**Texte à analyser**
________________________

Alors que la France propose cette année à tous les nourrissons de moins d’un an une prévention contre la bronchiolite à VRS avec le traitement Beyfortus (nirsévimab), il importe de savoir s’il y a des risques élevés d’apparition de résistance au traitement. D’autant plus que, lors de l’utilisation de Beyfortus l’année dernière, ce risque a été suspecté. En effet, la grande majorité des 198 cas de pharmacovigilance rapportés (74,7 %) faisait état d’une moindre efficacité ou d’une inefficacité du Beyfortus, avec l’apparition d’une bronchiolite à VRS chez des enfants qui ont pourtant reçu l’anticorps. Par ailleurs, lors des essais cliniques de phase IIb/III, seuls 48 VRS ayant infecté des enfants sous traitement par le nirsévimab avaient pu être étudiés, et des mutations d’échappement avaient été retrouvées chez deux d’entre eux.
Une étude observationnelle, multicentrique
Y a-t-il eu une éventuelle émergence de VRS résistants au nirsévimab, ce qui pourrait expliquer ces quelques infections à VRS chez des enfants immunisés par Beyfortus ?

________________________

**Données fournies**
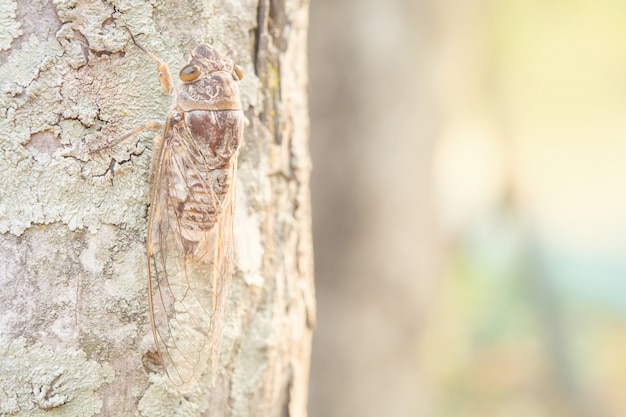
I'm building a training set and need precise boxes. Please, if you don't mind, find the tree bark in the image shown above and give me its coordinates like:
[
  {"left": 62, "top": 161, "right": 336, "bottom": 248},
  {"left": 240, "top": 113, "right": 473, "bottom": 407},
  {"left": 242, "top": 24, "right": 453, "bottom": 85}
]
[{"left": 0, "top": 0, "right": 315, "bottom": 417}]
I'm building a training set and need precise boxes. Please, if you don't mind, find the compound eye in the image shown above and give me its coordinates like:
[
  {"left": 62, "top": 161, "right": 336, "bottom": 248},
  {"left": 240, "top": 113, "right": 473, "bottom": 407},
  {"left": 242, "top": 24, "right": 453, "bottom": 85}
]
[{"left": 178, "top": 65, "right": 200, "bottom": 81}]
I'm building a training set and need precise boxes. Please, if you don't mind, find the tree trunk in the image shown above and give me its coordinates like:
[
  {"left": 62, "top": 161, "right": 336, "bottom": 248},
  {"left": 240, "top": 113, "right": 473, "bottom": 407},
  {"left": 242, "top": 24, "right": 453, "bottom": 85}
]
[{"left": 0, "top": 0, "right": 315, "bottom": 417}]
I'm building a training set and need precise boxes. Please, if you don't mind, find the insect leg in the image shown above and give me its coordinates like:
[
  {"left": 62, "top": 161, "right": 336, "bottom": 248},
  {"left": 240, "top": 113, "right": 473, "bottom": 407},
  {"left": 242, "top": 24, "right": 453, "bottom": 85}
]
[
  {"left": 126, "top": 28, "right": 174, "bottom": 93},
  {"left": 89, "top": 120, "right": 164, "bottom": 153}
]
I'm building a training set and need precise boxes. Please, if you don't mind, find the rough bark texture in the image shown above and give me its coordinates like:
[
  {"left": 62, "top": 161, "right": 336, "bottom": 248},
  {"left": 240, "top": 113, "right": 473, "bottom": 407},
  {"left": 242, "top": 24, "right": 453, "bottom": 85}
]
[{"left": 0, "top": 0, "right": 315, "bottom": 417}]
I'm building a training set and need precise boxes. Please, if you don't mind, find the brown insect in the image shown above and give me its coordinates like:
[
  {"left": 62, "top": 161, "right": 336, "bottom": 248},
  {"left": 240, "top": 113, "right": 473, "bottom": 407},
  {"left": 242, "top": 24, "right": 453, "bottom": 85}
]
[{"left": 101, "top": 31, "right": 244, "bottom": 392}]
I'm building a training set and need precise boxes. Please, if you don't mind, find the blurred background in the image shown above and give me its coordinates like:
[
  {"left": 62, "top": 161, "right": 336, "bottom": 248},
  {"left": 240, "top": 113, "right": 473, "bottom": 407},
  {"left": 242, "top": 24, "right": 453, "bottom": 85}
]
[{"left": 309, "top": 0, "right": 626, "bottom": 417}]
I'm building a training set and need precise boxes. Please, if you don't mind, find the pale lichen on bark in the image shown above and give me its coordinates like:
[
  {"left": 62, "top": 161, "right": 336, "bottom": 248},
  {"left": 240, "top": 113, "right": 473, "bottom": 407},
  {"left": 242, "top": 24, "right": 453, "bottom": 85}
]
[{"left": 0, "top": 0, "right": 315, "bottom": 417}]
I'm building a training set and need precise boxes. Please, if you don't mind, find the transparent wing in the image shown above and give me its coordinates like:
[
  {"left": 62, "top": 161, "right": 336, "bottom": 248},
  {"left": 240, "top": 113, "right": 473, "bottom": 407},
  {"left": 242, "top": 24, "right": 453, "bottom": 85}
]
[{"left": 147, "top": 110, "right": 241, "bottom": 392}]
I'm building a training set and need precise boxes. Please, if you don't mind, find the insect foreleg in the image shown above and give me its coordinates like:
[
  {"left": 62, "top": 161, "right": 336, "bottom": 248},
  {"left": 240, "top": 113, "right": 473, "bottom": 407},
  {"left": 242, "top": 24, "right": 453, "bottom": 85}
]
[
  {"left": 126, "top": 28, "right": 174, "bottom": 93},
  {"left": 89, "top": 120, "right": 164, "bottom": 153}
]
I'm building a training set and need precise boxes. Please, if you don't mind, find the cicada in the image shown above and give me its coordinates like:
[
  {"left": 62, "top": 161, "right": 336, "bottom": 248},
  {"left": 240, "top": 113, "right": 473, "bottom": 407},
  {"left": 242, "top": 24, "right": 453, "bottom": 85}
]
[{"left": 108, "top": 31, "right": 244, "bottom": 392}]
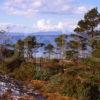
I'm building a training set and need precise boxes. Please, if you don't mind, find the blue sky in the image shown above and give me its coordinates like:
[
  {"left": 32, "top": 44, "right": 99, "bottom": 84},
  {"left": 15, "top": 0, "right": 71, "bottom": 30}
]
[{"left": 0, "top": 0, "right": 100, "bottom": 33}]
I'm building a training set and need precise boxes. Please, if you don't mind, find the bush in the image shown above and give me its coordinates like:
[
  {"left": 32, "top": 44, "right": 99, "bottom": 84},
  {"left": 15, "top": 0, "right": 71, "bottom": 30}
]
[{"left": 13, "top": 63, "right": 34, "bottom": 81}]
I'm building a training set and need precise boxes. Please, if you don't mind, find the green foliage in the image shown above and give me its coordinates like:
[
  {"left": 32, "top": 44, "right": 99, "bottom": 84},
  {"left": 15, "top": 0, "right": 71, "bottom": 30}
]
[
  {"left": 13, "top": 63, "right": 34, "bottom": 81},
  {"left": 50, "top": 74, "right": 64, "bottom": 84}
]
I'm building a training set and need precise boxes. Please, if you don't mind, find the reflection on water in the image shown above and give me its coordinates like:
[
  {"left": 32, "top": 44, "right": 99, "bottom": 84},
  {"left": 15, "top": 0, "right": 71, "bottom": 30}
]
[{"left": 0, "top": 75, "right": 44, "bottom": 100}]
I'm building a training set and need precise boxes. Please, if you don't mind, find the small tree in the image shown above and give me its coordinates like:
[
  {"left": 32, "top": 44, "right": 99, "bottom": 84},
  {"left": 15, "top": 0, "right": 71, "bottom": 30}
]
[
  {"left": 74, "top": 8, "right": 100, "bottom": 37},
  {"left": 55, "top": 34, "right": 67, "bottom": 59},
  {"left": 44, "top": 44, "right": 54, "bottom": 59}
]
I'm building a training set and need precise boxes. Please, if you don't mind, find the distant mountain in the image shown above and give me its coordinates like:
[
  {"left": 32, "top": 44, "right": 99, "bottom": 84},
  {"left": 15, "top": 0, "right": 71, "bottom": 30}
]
[{"left": 1, "top": 31, "right": 69, "bottom": 44}]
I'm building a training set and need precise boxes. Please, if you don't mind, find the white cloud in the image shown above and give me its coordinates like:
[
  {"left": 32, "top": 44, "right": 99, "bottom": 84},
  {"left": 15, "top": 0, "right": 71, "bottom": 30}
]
[
  {"left": 36, "top": 19, "right": 75, "bottom": 31},
  {"left": 0, "top": 19, "right": 75, "bottom": 33},
  {"left": 2, "top": 0, "right": 87, "bottom": 17}
]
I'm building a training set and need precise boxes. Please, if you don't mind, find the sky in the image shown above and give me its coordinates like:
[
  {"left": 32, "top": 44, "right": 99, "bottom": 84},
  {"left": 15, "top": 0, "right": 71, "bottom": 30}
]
[{"left": 0, "top": 0, "right": 100, "bottom": 33}]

________________________

**Travail demandé**
**a)** D'après le texte sur le nirsévimab, quelle part des 198 cas de pharmacovigilance rapportés faisait état d'une moindre efficacité ou d'une inefficacité de Beyfortus ?
**b)** Rédigez la suite du texte sur le nirsévimab à partir de sa dernière phrase.

**Corrigé**
**a)** 74,7 % des cas.

**b)**
Une équipe de chercheurs français* a voulu en savoir un peu plus. Dans ce but, ils ont évalué le risque de mutation du VRS sur un plus vaste échantillon grâce à une étude observationnelle, multicentrique, de grande envergure se déroulant en vie réelle au cours de la saison hivernale 2023-2024 (étude Polyres). Ses résultats ont été publiés dans le « Lancet Infectious Diseases ».
L’étude a inclus 695 nourrissons ayant une infection par le VRS, parmi lesquels 349 avaient reçu une prophylaxie par nirsévimab. Les équipes ont analysé les caractéristiques des VRS-A et VRS-B présents dans les prélèvements nasopharyngés réalisés dans le cadre de la prise en charge habituelle des enfants. La séquence complète du génome viral a été déterminée pour rechercher en particulier des mutations dans le site de liaison (le site Ø) du nirsévimab. La capacité du nirsévimab à inhiber la multiplication des virus en culture cellulaire a également été étudiée. L’analyse de 472 VRS-A n’a révélé aucune mutation de résistance au nirsévimab dans le site Ø de la protéine F. Parmi les 73 enfants infectés par le VRS-B, 24 avaient reçu du nirsévimab en prophylaxie. Chez ces 24 enfants, deux isolats de VRS-B présentaient des mutations de résistance à l’anticorps, une déjà connue, l’autre inconnue et décrite ici pour la première fois.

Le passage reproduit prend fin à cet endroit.